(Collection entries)
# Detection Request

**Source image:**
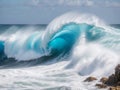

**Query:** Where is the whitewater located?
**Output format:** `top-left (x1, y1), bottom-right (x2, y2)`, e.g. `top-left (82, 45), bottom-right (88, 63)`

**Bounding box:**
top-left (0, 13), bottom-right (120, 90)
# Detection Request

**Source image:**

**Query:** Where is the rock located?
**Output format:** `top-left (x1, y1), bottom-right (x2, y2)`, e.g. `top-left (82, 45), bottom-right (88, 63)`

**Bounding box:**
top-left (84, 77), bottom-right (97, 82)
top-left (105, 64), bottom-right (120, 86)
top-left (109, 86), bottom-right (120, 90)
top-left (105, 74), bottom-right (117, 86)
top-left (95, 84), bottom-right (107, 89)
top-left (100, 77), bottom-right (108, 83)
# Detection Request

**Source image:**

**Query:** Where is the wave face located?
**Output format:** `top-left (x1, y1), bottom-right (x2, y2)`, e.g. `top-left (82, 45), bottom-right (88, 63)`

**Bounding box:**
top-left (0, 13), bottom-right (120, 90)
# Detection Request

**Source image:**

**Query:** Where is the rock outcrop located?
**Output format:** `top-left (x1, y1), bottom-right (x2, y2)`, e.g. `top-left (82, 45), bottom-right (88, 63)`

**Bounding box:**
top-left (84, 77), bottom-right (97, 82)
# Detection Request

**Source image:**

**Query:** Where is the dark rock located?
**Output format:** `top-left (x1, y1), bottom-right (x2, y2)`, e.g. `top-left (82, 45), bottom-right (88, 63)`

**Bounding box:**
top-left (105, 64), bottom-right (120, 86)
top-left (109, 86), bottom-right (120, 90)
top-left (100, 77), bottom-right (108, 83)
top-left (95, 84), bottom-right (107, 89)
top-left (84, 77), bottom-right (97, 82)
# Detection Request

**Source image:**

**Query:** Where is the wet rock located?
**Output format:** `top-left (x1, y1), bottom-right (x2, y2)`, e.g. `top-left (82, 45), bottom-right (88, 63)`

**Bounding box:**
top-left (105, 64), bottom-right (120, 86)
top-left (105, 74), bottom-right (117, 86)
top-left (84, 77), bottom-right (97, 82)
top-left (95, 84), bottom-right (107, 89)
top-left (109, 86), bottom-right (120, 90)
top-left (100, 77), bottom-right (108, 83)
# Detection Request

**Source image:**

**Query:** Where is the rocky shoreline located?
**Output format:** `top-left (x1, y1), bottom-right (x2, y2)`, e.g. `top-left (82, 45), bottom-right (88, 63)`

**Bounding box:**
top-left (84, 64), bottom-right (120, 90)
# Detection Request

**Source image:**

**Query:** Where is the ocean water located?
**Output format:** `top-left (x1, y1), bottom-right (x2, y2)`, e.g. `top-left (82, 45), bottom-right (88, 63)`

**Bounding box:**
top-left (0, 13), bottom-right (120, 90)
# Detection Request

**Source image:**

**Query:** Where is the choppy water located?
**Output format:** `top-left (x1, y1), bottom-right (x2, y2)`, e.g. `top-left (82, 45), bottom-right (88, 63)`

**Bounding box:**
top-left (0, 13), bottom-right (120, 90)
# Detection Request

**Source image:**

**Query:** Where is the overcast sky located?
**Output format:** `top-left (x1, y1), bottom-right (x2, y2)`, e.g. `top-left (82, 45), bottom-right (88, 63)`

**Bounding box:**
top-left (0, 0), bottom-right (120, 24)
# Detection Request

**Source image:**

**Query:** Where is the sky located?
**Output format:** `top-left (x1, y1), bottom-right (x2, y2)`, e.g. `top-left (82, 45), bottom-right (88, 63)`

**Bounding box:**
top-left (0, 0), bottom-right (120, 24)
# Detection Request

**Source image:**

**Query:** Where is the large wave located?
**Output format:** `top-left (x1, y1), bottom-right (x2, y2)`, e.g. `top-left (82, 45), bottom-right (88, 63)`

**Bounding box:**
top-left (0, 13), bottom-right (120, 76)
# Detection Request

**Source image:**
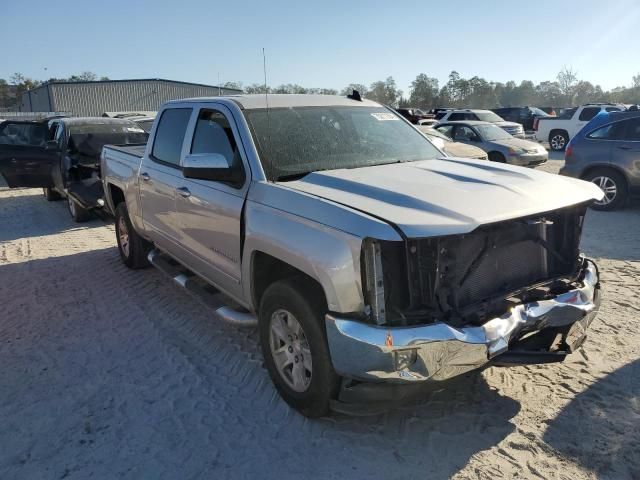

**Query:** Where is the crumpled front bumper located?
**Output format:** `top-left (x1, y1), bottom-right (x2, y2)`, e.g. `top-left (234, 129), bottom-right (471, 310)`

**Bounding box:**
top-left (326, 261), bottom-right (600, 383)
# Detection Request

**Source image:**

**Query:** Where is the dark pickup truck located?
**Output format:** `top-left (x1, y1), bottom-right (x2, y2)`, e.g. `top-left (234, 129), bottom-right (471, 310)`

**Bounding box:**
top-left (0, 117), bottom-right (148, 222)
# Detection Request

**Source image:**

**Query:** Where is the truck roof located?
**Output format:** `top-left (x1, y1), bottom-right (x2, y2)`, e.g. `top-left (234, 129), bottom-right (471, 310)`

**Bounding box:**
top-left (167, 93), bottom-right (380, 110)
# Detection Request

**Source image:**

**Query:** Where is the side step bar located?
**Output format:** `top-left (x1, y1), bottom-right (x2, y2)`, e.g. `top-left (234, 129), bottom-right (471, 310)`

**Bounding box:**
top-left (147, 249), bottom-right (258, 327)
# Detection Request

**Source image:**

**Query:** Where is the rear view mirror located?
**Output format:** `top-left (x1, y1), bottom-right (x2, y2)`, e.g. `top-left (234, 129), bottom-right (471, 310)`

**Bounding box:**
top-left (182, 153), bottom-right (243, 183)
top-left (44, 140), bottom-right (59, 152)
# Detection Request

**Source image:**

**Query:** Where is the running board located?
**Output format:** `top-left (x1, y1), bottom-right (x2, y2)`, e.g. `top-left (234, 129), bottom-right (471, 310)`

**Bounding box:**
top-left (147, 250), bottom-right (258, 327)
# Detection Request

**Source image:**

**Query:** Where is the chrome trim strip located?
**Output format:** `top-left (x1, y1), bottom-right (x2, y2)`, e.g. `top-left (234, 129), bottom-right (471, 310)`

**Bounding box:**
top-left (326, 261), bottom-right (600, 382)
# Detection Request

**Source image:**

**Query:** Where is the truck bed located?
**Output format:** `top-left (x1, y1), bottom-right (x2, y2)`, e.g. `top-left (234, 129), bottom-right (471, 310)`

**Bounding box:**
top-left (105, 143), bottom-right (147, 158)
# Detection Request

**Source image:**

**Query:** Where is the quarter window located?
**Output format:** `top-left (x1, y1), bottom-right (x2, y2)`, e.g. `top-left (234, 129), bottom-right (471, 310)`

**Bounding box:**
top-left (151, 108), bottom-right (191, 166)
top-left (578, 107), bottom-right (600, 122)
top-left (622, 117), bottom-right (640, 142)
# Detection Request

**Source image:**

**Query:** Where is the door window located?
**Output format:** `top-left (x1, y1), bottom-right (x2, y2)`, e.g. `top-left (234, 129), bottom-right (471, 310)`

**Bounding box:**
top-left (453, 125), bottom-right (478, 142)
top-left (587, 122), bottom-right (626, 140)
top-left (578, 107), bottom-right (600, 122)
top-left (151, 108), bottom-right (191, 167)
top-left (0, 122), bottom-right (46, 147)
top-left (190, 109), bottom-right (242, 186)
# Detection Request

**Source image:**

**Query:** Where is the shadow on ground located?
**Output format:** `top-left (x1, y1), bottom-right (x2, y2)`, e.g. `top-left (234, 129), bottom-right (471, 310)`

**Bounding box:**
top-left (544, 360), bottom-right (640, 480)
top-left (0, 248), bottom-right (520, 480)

# To be done
Gather every line of the listing above that contains the word "window" and copy each one out.

# Full answer
**Query:** Where is the quarter window located?
**Query:** Where is the door window located?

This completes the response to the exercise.